» Written problem 1: Which usernames posted in the makeup thread on Feb 25, 2007?

» Article:
+++

# My Make-Up. (Personal & what I use on shoots)



## Lola London (Feb 25, 2007)

..................................................  .....................


----------



## MAC_Whore (Feb 25, 2007)

That's quite a comprehensive kit!  I am impressed at your preparedness.  Fun stuff.  Thanks for posting.


----------



## adorablekay (Feb 25, 2007)

Wow awesome collection!!!!


----------



## KeshieShimmer (Feb 25, 2007)

do you sometimes get tempted and use of the makeup used for the clients?


----------



## Kim. (Feb 25, 2007)

Quote:

   Originally Posted by *KeshieShimmer* 

 
_do you sometimes get tempted and use of the makeup used for the clients?_

 
I was thinking the same thing.Those eye shadows are gorgeous! Just WOW toons of makeup!


----------



## Lola London (Feb 26, 2007)

Quote:

   Originally Posted by *Kim.* 

 
_I was thinking the same thing.Those eye shadows are gorgeous! Just WOW toons of makeup!_

 
Thank you 
	

	
	
		
		

		
		
	


	




To answer both of your questions:

Not really. Sometimes I'll use an eye-shadow or a lip gloss from my client kits and when I do I use disposable applicators for everything! (as if I were my own client) But it's very rare that I do that. I have my make up seperate coz I know what my colors are and what I like for my skin tone. So besides the occasional e/s or l/g I don't really have a need to use products from my client kits on me. 

What about you girls? 
Do you have seperate kits or do you mix everything up?

-Lola


----------



## macface (Feb 26, 2007)

very big and cool collection.


----------



## saniyairshad (Feb 27, 2007)

Wow I love ur preparedness and I love your sanitary habits too!!! Wonderful colelction, both urs and for ur clients!!!!!!!!!


----------



## 5_mac_love (Feb 28, 2007)

i keep everything separated as well even down to separate set of tools/brushes. i love everything and how you listed it and close pix!! awesome collection!! and i love that you use everything from loreal to chanel and everything in between, thats pretty cool and your not partial.


----------



## nwperson (Feb 28, 2007)

WOW! first' let me tell you that this is the most beautifull collection to my opinion that i've seen so far/ it is just amazing...
now, how long did it take you to build your collection? i'm afraid to ask about the money...
i have some questions. if you don't mind...
You listed "mixing pallete"... i'm guessing it's for loose powder eyeshadow.... but why do you need 3 of them (including the cup...)?
and, you wrote - Palette knives, what is it?...
the took belt - is it from Mac? and what is so good about it?
and last, on your personal collection, in the bottom, you have compact of 5 eyeshadows, i guesse, just right to the Nars' eyeshadows. can you tell me from which compney?...
thanks....


----------



## Lola London (Feb 28, 2007)

Quote:

   Originally Posted by *nwperson* 

 
_WOW! first' let me tell you that this is the most beautifull collection to my opinion that i've seen so far/ it is just amazing...
now, how long did it take you to build your collection? i'm afraid to ask about the money...
i have some questions. if you don't mind...
You listed "mixing pallete"... i'm guessing it's for loose powder eyeshadow.... but why do you need 3 of them (including the cup...)?
and, you wrote - Palette knives, what is it?...

+++

» Written problem 2: Identify each line in the entries below that contains the string "windshield", and copy those lines.

» Exercise materials:
+++

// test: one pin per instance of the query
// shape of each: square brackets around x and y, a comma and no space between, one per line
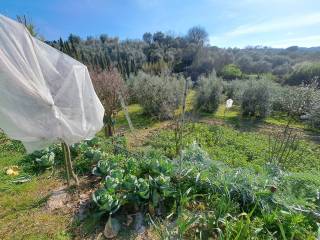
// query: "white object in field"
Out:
[229,103]
[45,95]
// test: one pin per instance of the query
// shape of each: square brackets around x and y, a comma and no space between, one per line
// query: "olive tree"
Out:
[209,93]
[159,96]
[109,85]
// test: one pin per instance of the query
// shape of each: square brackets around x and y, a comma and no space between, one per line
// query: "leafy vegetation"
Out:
[209,94]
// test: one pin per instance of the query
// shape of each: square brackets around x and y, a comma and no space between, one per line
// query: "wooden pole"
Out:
[69,167]
[66,162]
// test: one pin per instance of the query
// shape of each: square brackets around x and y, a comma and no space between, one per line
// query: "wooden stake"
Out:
[69,167]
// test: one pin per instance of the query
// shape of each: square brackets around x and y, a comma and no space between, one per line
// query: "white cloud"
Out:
[308,41]
[276,25]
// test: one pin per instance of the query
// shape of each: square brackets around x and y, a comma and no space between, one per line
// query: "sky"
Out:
[229,23]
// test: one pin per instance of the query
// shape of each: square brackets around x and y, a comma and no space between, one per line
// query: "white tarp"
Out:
[45,95]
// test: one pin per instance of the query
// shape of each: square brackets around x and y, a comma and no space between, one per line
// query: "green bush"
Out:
[257,99]
[304,73]
[231,72]
[234,89]
[209,94]
[159,96]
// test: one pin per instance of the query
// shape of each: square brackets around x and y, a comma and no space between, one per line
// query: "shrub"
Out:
[231,72]
[209,94]
[108,85]
[159,96]
[296,101]
[315,112]
[234,89]
[256,99]
[304,73]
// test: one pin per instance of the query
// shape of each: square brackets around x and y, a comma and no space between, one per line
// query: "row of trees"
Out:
[190,55]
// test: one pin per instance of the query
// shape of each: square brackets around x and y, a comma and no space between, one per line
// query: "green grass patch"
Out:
[235,147]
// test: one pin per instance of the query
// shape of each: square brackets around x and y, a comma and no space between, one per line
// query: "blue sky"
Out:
[230,23]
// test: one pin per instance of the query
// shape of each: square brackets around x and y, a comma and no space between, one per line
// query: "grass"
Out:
[22,213]
[235,147]
[21,205]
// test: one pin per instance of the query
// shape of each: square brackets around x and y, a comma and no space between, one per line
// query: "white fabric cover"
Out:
[45,95]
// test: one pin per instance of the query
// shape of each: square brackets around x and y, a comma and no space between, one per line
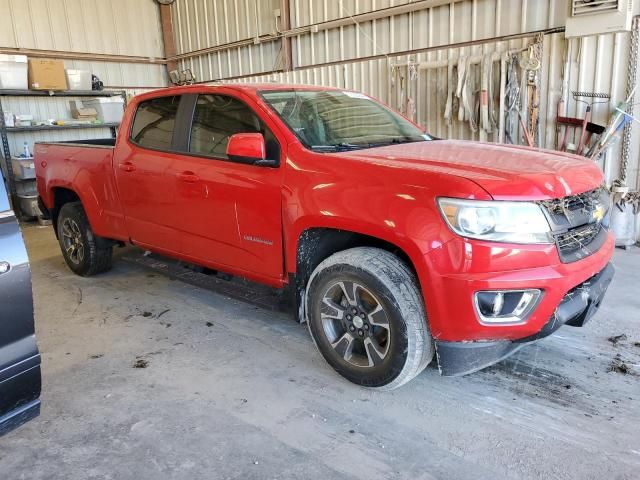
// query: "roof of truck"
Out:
[243,87]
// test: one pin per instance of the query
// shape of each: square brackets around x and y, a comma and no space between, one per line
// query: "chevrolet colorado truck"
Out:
[398,246]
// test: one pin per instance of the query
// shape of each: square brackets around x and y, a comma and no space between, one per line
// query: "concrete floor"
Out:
[234,391]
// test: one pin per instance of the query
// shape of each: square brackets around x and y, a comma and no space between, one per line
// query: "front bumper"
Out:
[575,309]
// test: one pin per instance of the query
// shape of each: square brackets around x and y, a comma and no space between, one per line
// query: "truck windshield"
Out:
[333,120]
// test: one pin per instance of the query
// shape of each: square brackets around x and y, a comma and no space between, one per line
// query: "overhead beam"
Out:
[168,39]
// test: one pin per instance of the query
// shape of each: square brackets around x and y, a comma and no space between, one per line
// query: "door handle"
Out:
[188,177]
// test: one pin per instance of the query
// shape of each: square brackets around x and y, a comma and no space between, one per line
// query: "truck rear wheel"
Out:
[366,316]
[78,243]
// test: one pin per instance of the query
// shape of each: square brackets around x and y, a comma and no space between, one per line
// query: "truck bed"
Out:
[75,167]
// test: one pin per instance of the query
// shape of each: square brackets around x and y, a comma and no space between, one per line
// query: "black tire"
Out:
[400,344]
[78,243]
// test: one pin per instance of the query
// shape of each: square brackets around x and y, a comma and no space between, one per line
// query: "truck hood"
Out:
[504,171]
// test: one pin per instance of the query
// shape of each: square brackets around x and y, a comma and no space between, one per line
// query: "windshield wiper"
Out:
[395,141]
[339,147]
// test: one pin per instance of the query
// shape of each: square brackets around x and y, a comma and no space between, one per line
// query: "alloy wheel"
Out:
[355,324]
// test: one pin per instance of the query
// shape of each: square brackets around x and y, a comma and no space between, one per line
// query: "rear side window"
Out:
[216,118]
[154,123]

+++

» Worked answer 1: Lola London, MAC_Whore, adorablekay, KeshieShimmer, Kim.

» Worked answer 2:
// query: "truck windshield"
// query: "windshield wiper"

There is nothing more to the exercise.